■ Task
Write out the listing below word for word, keeping every line unchanged.

■ Input records
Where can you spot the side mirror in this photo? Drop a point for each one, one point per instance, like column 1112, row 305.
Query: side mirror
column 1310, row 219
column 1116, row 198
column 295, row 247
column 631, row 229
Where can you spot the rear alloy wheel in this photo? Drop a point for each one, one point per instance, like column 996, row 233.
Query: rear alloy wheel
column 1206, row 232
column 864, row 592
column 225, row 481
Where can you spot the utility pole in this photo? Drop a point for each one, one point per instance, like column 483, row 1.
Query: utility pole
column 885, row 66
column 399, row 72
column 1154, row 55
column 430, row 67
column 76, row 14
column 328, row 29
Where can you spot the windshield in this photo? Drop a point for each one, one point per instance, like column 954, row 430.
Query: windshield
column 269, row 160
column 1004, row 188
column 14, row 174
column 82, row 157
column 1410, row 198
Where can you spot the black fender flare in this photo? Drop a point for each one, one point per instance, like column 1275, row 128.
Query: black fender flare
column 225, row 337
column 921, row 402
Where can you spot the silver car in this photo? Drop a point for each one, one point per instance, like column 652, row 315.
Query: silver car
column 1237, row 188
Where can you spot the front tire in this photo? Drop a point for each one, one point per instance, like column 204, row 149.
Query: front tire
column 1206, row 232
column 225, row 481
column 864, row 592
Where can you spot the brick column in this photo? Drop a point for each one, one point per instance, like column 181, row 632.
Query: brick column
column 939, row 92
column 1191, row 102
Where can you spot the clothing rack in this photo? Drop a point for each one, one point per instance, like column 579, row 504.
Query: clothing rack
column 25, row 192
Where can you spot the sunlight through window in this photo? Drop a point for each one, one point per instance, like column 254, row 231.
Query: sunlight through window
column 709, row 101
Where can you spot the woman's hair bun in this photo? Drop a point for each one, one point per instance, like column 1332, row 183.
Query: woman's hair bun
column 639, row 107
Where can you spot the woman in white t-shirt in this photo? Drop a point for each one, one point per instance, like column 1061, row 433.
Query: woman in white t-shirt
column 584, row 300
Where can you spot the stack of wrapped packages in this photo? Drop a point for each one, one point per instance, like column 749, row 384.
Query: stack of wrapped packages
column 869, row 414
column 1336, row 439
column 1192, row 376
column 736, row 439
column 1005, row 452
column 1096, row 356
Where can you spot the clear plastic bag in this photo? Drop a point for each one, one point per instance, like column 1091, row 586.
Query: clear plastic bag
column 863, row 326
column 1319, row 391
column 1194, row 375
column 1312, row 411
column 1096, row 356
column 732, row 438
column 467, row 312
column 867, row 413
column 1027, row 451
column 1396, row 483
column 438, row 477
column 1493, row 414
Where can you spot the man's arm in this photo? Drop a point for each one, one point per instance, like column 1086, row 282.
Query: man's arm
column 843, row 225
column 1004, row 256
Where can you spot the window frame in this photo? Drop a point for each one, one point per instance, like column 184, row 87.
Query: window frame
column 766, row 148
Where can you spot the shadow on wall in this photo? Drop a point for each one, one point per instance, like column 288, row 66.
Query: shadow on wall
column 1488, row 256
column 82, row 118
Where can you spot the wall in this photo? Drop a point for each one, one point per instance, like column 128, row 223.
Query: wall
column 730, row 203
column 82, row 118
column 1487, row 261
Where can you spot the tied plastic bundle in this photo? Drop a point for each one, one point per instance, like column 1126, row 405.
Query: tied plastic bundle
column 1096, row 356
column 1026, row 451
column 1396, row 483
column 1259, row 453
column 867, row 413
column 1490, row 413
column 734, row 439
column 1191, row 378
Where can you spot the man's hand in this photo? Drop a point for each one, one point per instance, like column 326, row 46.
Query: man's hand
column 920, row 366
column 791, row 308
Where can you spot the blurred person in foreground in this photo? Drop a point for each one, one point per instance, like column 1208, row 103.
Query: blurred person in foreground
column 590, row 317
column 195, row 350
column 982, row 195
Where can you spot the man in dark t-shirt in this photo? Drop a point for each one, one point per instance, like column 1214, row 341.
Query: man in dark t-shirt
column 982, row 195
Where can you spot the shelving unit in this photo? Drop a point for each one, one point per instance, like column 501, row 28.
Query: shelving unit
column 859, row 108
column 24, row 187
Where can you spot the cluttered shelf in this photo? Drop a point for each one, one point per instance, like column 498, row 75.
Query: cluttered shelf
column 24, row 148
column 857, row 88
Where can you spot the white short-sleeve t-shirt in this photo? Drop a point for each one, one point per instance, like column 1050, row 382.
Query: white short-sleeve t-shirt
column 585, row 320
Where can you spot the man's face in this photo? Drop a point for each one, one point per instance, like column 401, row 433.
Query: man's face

■ Solution for this task
Where can you spot the side mirror in this photo? Drop a point for each one, one point per instance, like column 1112, row 305.
Query: side mirror
column 1310, row 219
column 1116, row 198
column 295, row 247
column 631, row 229
Where can you spot the rear alloy wheel in this photo? Drop a point for each one, one point per instance, like column 996, row 233.
Query: rear alloy wheel
column 1206, row 232
column 864, row 592
column 225, row 481
Where can you spot the utility pole in this photo? Drop a point for each one, one point per instance, like column 483, row 1.
Query: utility pole
column 885, row 66
column 399, row 72
column 1154, row 55
column 430, row 67
column 76, row 14
column 328, row 29
Where can you spot the windshield in this photo? Drop a point for each one, one point per instance, like column 954, row 430.
Query: windshield
column 269, row 160
column 1004, row 188
column 14, row 174
column 82, row 157
column 1410, row 198
Where can you spot the black fender flare in this photo? Drop a point for each one, one point per instance, like column 1275, row 128.
Query: black fender flare
column 225, row 337
column 921, row 402
Where can you spot the silver car in this photo? Drop a point for each one, one point per instance, like column 652, row 315.
Query: silver car
column 1237, row 188
Where can you spot the front tire in this photo? Drop a point for each one, one point per instance, like column 204, row 149.
Query: front tire
column 1206, row 232
column 225, row 481
column 864, row 592
Where can you spot the brick column in this photo? Drop a point for each one, one point per instance, like column 181, row 632.
Query: brick column
column 939, row 92
column 1191, row 102
Where can you spot the clothing rack in this photo? Drop a point for each one, one point per instance, like column 579, row 504.
Query: clothing rack
column 25, row 192
Where can you spot the sunlight through window in this photo? Drop a point for each one, one point per instance, like column 254, row 231.
Query: sunlight through window
column 709, row 101
Where can you spot the woman's hair bun in this photo? Drop a point for each one, one point per instance, like column 1332, row 183.
Query: woman's hair bun
column 639, row 107
Where can you spot the woman in white t-shirt in this photo? Drop a point for each one, one point per instance, like column 1061, row 433.
Query: woman in white t-shirt
column 584, row 300
Where can you spot the stack of wrapped packages in this photo? Drop a point for each one, one point per instance, like column 749, row 384.
Query: stack of wrapped packages
column 869, row 414
column 1336, row 439
column 1192, row 376
column 736, row 439
column 1005, row 452
column 1096, row 356
Where can you spot the clear plastic bag in this photo? Drop a point for each one, one point per instance, like column 1091, row 586.
Query: clear plastic bag
column 863, row 326
column 1319, row 391
column 1194, row 375
column 1312, row 411
column 1096, row 356
column 732, row 438
column 467, row 312
column 867, row 413
column 1027, row 451
column 1396, row 483
column 438, row 477
column 1493, row 414
Where can you spot the man's arm in this photo? Drop a point for each one, one point per instance, like column 1086, row 282.
Query: man's arm
column 843, row 225
column 1004, row 256
Where can you spot the window frame in this photo? Drop a point for each one, one point per instance, like column 184, row 87.
Query: window frame
column 766, row 148
Where can you spot the shadow on wall in this photo? Drop a point for each one, one point per instance, like column 288, row 66.
Query: shadow on wall
column 1488, row 256
column 82, row 118
Where can you spot the wall in this photo? Drop a point for each one, one point per instance, like column 128, row 223.
Query: wall
column 730, row 203
column 82, row 118
column 1487, row 261
Where can you spot the tied plastic bundle in this photo? Drop a point for each one, one point per instance, like column 1126, row 405.
Query: tied plastic bundle
column 1096, row 356
column 1026, row 451
column 1396, row 483
column 1259, row 453
column 867, row 413
column 1490, row 413
column 734, row 439
column 1191, row 378
Where can you spot the man's hand in this photo? Drop a point for each one, one point per instance, like column 326, row 46.
Query: man's hand
column 920, row 366
column 791, row 308
Where can you spot the blurred person in foreground in this photo? Drop a point for each one, one point per instance, like column 1208, row 103.
Query: blurred person in foreground
column 590, row 317
column 195, row 350
column 982, row 195
Where can you spot the man in dark t-shirt in this photo? Drop a point for each one, one point per instance, like column 1214, row 341.
Query: man in dark t-shirt
column 982, row 195
Where can you spot the shelving unit in this photo? Drop a point for each one, one point per instance, like column 501, row 28.
Query: shelving unit
column 859, row 108
column 24, row 187
Where can you spot the cluttered shelf in this photo? Drop a point for each one, one point per instance, like column 498, row 75.
Query: cluttered shelf
column 24, row 148
column 857, row 88
Where can you spot the white short-sleeve t-shirt in this photo? Drop a point for each one, one point per instance, like column 1050, row 382.
Query: white short-sleeve t-shirt
column 585, row 320
Where can you spot the man's face in this photo? Drop a point for each one, one point per instance, like column 401, row 433.
Query: man's face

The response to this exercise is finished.